*Aim of the task:* Output, word for word, each line from the one with "of the distant" through the end of the listing below, excluding every picture.
[The data Boundary: Start]
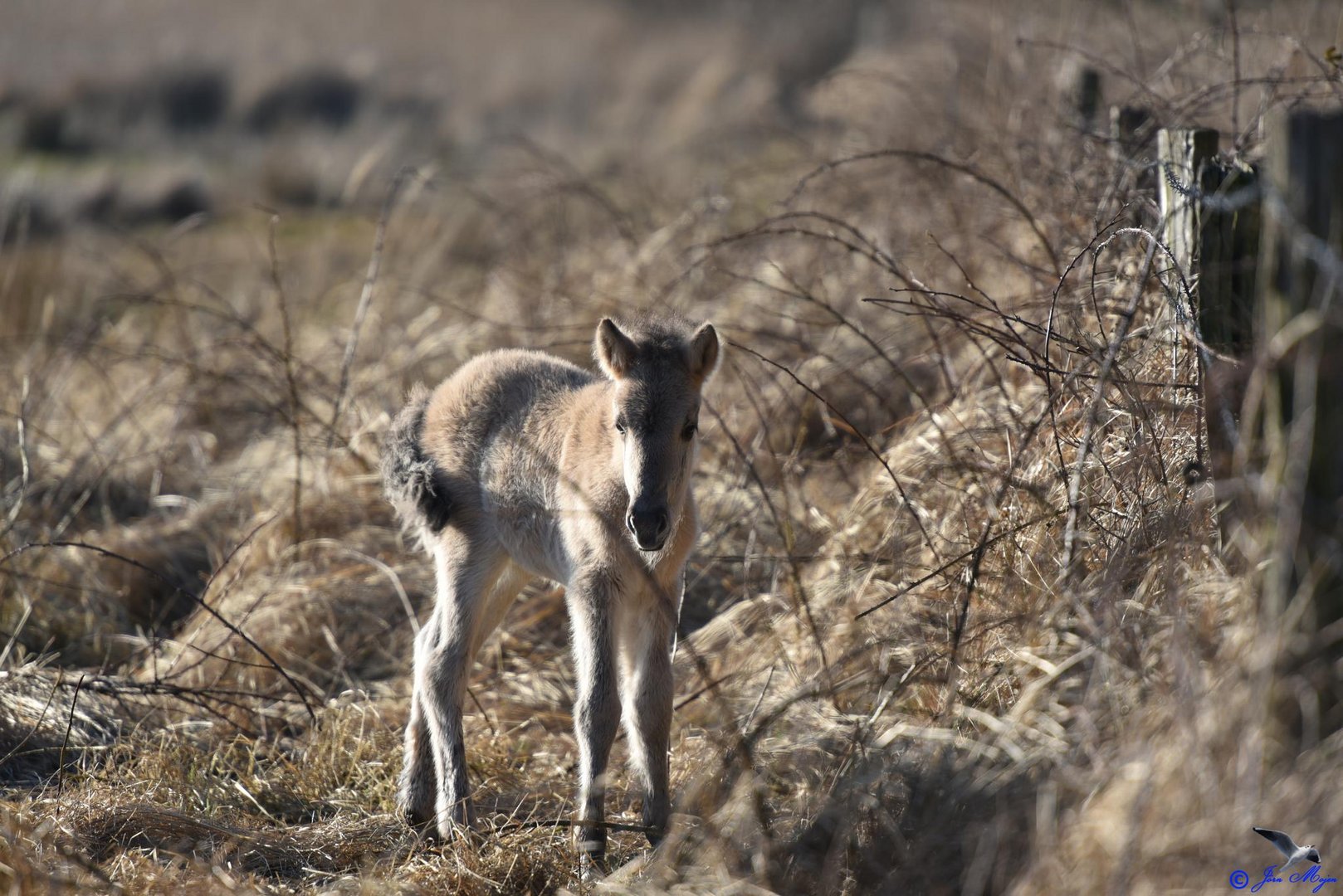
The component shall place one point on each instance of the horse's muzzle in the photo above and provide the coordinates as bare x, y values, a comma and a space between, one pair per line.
649, 525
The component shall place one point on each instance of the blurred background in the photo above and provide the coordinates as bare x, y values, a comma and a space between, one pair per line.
960, 620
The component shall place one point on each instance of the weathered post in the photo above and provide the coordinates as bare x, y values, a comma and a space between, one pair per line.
1301, 299
1087, 97
1212, 229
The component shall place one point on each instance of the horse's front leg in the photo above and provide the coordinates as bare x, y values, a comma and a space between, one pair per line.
647, 691
597, 712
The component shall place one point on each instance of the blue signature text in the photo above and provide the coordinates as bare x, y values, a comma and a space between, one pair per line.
1312, 874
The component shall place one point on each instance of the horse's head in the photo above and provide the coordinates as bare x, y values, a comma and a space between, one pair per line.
658, 370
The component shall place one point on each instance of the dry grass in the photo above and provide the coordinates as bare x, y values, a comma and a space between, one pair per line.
958, 621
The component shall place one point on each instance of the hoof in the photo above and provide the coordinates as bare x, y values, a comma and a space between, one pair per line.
591, 867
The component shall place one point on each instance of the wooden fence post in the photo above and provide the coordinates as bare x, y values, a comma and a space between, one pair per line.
1212, 229
1301, 299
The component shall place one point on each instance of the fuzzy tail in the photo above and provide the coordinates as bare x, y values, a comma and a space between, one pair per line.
410, 480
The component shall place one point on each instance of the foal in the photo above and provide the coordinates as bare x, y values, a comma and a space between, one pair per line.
523, 465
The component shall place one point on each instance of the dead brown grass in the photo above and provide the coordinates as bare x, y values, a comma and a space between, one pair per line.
958, 621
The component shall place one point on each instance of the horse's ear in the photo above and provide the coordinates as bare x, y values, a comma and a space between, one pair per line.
704, 353
614, 351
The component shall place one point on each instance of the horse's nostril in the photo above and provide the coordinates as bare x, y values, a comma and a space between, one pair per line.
649, 527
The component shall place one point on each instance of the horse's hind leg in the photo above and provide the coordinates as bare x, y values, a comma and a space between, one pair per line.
418, 790
466, 574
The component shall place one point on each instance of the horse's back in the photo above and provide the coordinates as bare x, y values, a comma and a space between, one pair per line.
495, 430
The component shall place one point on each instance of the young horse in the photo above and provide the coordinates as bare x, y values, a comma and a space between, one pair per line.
524, 465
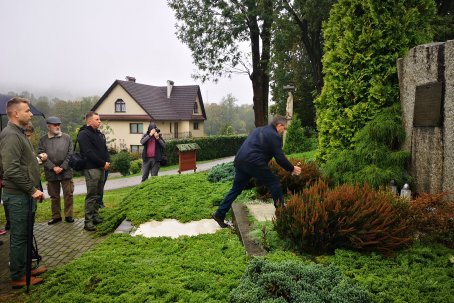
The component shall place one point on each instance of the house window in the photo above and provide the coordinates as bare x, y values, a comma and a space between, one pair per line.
136, 148
120, 106
136, 128
196, 108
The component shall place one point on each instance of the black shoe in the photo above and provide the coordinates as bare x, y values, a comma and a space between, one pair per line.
97, 220
53, 221
89, 227
220, 221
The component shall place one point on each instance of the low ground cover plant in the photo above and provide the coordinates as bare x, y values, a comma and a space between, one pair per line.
422, 273
188, 197
122, 269
294, 281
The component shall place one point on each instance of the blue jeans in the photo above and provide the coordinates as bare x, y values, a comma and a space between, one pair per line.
18, 207
243, 173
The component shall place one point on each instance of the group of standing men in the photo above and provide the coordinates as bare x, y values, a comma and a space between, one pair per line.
20, 178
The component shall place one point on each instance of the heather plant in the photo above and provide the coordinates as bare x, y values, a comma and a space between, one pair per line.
294, 281
363, 39
375, 157
222, 173
292, 183
432, 218
319, 220
188, 197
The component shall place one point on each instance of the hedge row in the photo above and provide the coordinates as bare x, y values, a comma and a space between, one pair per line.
213, 147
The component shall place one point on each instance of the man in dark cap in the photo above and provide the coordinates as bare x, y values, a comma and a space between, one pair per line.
251, 161
58, 146
153, 149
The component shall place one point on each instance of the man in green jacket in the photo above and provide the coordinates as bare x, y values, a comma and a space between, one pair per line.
20, 172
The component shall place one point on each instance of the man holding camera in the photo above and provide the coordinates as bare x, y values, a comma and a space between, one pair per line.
153, 149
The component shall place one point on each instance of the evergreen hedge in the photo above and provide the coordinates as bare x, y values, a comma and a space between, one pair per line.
213, 147
363, 39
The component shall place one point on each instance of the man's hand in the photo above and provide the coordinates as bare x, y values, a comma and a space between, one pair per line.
58, 170
43, 156
38, 195
296, 170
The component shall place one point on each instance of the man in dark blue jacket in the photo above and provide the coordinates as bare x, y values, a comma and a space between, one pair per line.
93, 146
251, 161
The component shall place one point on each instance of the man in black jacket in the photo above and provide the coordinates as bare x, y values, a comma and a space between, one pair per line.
251, 161
93, 146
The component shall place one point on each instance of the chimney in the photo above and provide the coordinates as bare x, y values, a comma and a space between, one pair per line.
169, 88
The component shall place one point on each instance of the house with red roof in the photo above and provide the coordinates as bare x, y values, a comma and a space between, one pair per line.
127, 107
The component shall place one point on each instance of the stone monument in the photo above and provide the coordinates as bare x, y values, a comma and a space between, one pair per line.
426, 81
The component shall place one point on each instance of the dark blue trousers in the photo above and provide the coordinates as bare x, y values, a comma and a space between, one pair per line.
243, 173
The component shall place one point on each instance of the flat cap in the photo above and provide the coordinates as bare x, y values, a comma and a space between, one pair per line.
53, 120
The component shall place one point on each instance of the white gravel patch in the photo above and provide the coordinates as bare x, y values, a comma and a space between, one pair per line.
174, 229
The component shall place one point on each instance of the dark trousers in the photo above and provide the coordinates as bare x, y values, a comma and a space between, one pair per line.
94, 179
243, 173
53, 188
18, 207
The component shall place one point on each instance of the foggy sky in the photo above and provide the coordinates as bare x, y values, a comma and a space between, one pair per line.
74, 48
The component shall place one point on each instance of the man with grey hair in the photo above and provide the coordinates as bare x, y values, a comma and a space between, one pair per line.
21, 179
93, 146
58, 147
251, 161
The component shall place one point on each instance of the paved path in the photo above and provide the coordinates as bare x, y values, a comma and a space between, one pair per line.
62, 242
80, 188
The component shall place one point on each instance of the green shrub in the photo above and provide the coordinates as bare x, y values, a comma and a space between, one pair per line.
375, 157
362, 41
121, 163
420, 274
223, 172
292, 183
136, 166
293, 281
320, 220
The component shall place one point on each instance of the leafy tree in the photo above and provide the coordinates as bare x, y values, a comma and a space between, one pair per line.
295, 140
363, 40
216, 31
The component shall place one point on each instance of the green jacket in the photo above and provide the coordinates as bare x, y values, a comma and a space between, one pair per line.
19, 167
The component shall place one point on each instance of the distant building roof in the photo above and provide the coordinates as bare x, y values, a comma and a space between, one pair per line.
154, 101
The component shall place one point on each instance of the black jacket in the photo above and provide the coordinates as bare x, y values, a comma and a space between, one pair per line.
260, 147
93, 146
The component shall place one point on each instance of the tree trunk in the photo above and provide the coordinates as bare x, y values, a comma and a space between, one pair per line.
260, 60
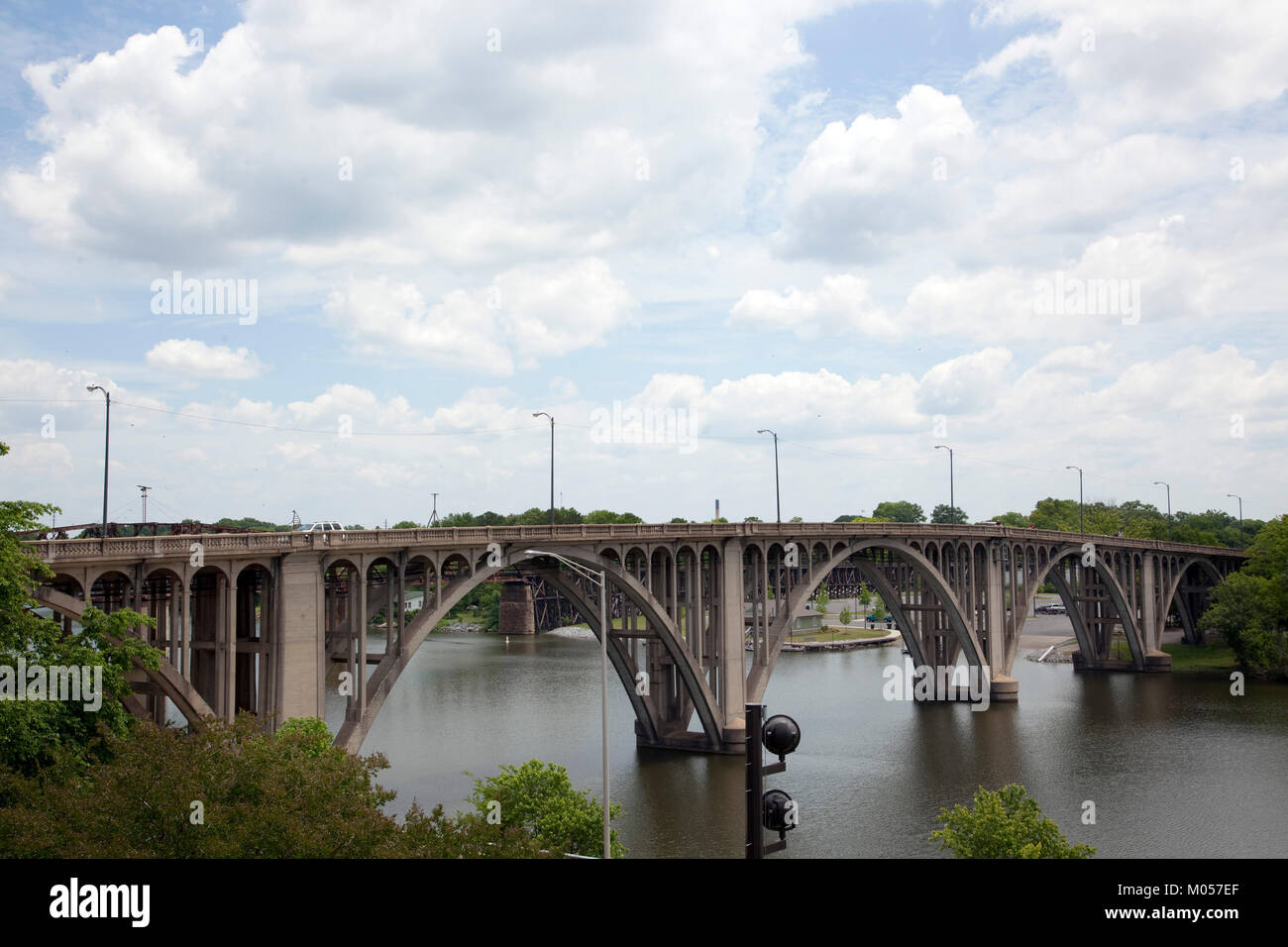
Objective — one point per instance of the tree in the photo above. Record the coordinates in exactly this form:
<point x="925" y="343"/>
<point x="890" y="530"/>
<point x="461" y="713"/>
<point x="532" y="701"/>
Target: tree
<point x="900" y="512"/>
<point x="822" y="598"/>
<point x="284" y="795"/>
<point x="540" y="797"/>
<point x="944" y="513"/>
<point x="1250" y="605"/>
<point x="1006" y="823"/>
<point x="39" y="732"/>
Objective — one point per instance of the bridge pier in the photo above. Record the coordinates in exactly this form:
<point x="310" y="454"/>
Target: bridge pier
<point x="516" y="615"/>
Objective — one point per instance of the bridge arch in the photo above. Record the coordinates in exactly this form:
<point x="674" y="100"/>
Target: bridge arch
<point x="619" y="573"/>
<point x="1172" y="595"/>
<point x="918" y="564"/>
<point x="1106" y="571"/>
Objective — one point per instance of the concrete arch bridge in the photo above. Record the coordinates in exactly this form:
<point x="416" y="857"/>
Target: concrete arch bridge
<point x="258" y="621"/>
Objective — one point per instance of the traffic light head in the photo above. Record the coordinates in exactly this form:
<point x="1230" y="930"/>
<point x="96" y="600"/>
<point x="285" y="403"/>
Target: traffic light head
[The data Boundary: End]
*Result of this exercise:*
The component shall place one point on each instance of the distant building roof in the photo above and provide the coordinates as bare x, y values, a comma and a space between, one pair per line.
154, 101
The component shall place one point on each instance of the black jacket in the photo above and provide the coordinates as bare x, y values, a comma and a space between, one pair per line.
260, 147
93, 146
The component shall place one point on each instance of the tree trunk in the photo above and provide the coordinates as bare x, y values, a comma and a space between, one pair per line.
260, 60
Objective — one point per instance of the tree in the photo above. Record the coordinates in exactly this form:
<point x="925" y="343"/>
<point x="890" y="530"/>
<point x="461" y="713"/>
<point x="532" y="701"/>
Target: tree
<point x="900" y="512"/>
<point x="822" y="598"/>
<point x="284" y="795"/>
<point x="540" y="797"/>
<point x="944" y="513"/>
<point x="1250" y="605"/>
<point x="1006" y="823"/>
<point x="39" y="732"/>
Objective — one point per instance of the bridge pier in the photo above. Record the coordinates in exactly this form:
<point x="310" y="454"/>
Target: bridge pier
<point x="516" y="615"/>
Objective — one point per instance of the bridge arch in the photo above. Record the coordinates in exactly this form:
<point x="674" y="100"/>
Target: bridge arch
<point x="619" y="573"/>
<point x="1172" y="595"/>
<point x="918" y="564"/>
<point x="1106" y="571"/>
Objective — one point per instance of the concrete arch bridge in the photo above. Record the coordinates in exactly this form:
<point x="416" y="857"/>
Target: concrete arch bridge
<point x="258" y="621"/>
Objective — one point per instance of the traffic light head in the photo above. Record the coordinates in exactly this form:
<point x="1230" y="930"/>
<point x="96" y="600"/>
<point x="285" y="403"/>
Target: traffic light head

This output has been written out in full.